TASK INSTRUCTIONS ::
Write the next part of the blog post about the cats' weekend, picking up right after its last sentence.

PASSAGE ::

A run, two rides, but mostly cats

Happy Monday. This week is going to be a memorable one, you can just tell, can’t you? It will. And if you can’t tell, come up for air and read the news. It’s going to be a memorable one.

But before all of that begins, we have our new usual Monday feature of checking in with the cats. Let’s see how they spent their weekend.

Phoebe discovered a new place to sit on the stairs. We have a small landing, and she’s familiar with that, but this step gives her a commanding view of the foyer, a window and escape routes up and down the stairs. I’m sure that’s how she thinks.

Poseidon spent part of Saturday night curled up in a big fuzzy blanket. I think he’s coming around to the lifestyle:

They got two new toys in the mail from a friend this weekend. They are little lizard shapes with some hardcore strain of catnip inside:

They are jealous cats, so jealous that despite there being two of the identical toys, they are fighting over the lizards. So now we’ll have to hide them.

DATA EXCERPT ::
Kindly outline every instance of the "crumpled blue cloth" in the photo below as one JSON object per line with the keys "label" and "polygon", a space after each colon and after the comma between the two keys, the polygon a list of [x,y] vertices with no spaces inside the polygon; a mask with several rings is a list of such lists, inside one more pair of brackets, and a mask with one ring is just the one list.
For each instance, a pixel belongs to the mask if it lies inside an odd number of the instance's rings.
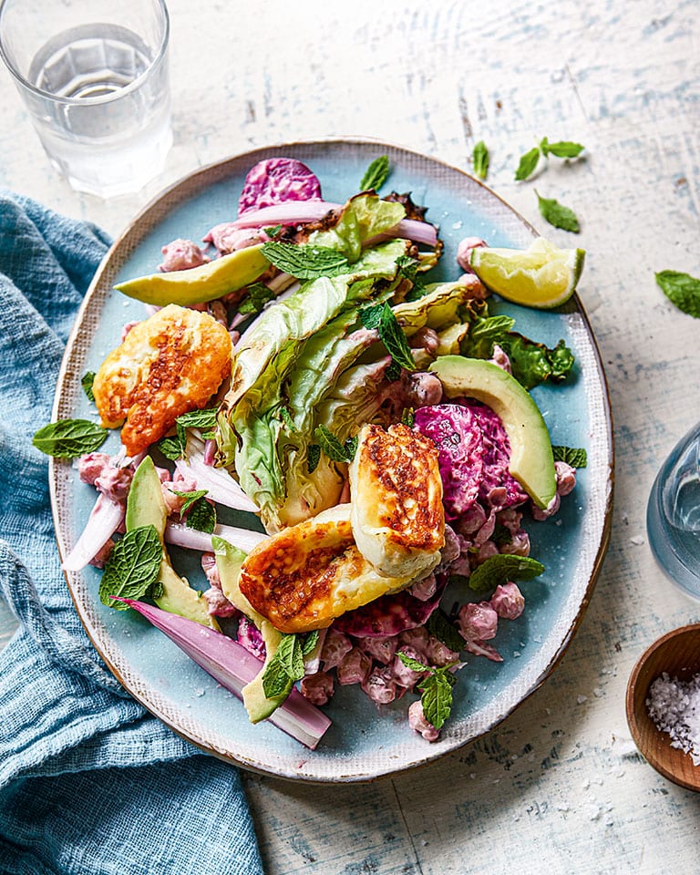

OUTPUT OF THE TASK ::
Some naps, for whatever reason, are cuter than others:

We went for a run on a sunny Saturday. I am now tasked with running ahead and taking pictures. So my sprints should improve, because the job is to get far enough ahead that I can find a good spot for a reasonable composition, stop, turn, open the camera, frame a shot and watch the runner run through:

It’s a good chance to catch my breath, though, before having to run on and catch back up. But, check this out, same picture:

I got the two-feet-off-the-ground shot. Not bad for trying to do all of the above while winded.

On Sunday afternoon I got in my first bike ride of the year. And this evening I had my second bike ride No photos or videos of either of those. Or probably for the first four or five rides. I have to remember again where all the gears are and what all the levers on the bike do again, first.

I shot this after today’s bike ride. And I am suddenly very interested, once again, in natural sound.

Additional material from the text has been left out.